Jobs -
**A.** From the court opinion, print the passage starting at "T.I.M.E.-D.C. argues that" and ending at "not been raised.".
**B.** According to the court opinion, on what date did the amendment to RCW 51.44.040 become effective?
**C.** List every complete calendar date (month, day, and year) that appears in the court opinion.

Passage -

::::

The problem is that no provision was made in the law for self-insured employers to participate in the second injury fund until July 1, 1977, when the following amendment to RCW 51.44.040 became effective:

(3) Assessments for the second injury fund shall be imposed on self-insurers pursuant to rules and regulations promulgated by the director to ensure that self-insurers shall pay to such fund in the proportion that the payments made from such fund on account of claims made against self-insurers bears to the total sum of payments from such fund.

This was 3 months after Schuirman's claim for permanent total disability arose (March 25, 1977). The rights of parties under the workers' compensation statute are governed by the law in force at the time the injury occurred. Bodine v. Department of Labor & Indus., 29 Wn.2d 879, 190 P.2d 89 (1948); accord, Ashenbrenner v. Department of Labor & Indus., 62 Wn.2d 22, 380 P.2d 730 (1963). By withdrawing from the established scheme of funding workmen's compensation benefits by regular payment of premiums and becoming a self-insurer, T.I.M.E.-D.C. removed itself from coverage. Because it did not pay into the second injury fund, it acquired no right to benefit therefrom.

T.I.M.E.-D.C. argues that if it is not granted second injury fund relief, Schuirman will be denied equal protection of the law and forced to litigate interminably. Schuirman is being afforded protection by every right established in the law. Of course if second injury fund relief was available to T.I.M.E.-D.C., it would not prosecute the appeal and the Board's award of a pension to Schuirman would not be opposed. But he has no right to that happening under equal protection principles. The Superior Court retained jurisdiction to permit the appeal of T.I.M.E.-D.C. to go forward if second injury fund relief was not available. *611It is not, so the parties, consisting of the self-insured employer and the injured workman with the Department standing by, may proceed exactly the same as though the subject of second injury relief had not been raised.

The order denying the Department's motion to vacate is reversed, the order is vacated, and the cause is remanded to the Superior Court with direction to proceed with the appeal.

Scholfield, A.C.J., and Grosse, J., concur.

Review denied by Supreme Court March 21, 1986.

::::

Data extract -

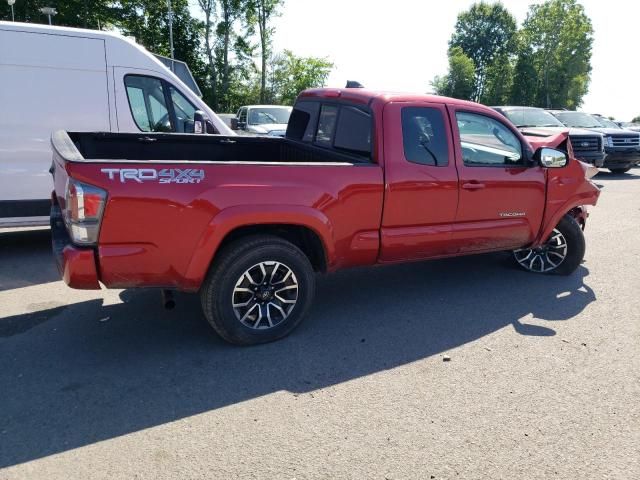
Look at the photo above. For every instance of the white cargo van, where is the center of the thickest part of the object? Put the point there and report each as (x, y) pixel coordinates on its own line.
(54, 78)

::::

Solutions by task -
**A.**
T.I.M.E.-D.C. argues that if it is not granted second injury fund relief, Schuirman will be denied equal protection of the law and forced to litigate interminably. Schuirman is being afforded protection by every right established in the law. Of course if second injury fund relief was available to T.I.M.E.-D.C., it would not prosecute the appeal and the Board's award of a pension to Schuirman would not be opposed. But he has no right to that happening under equal protection principles. The Superior Court retained jurisdiction to permit the appeal of T.I.M.E.-D.C. to go forward if second injury fund relief was not available. *611It is not, so the parties, consisting of the self-insured employer and the injured workman with the Department standing by, may proceed exactly the same as though the subject of second injury relief had not been raised.

**B.** July 1, 1977

**C.**
July 1, 1977
March 25, 1977
March 21, 1986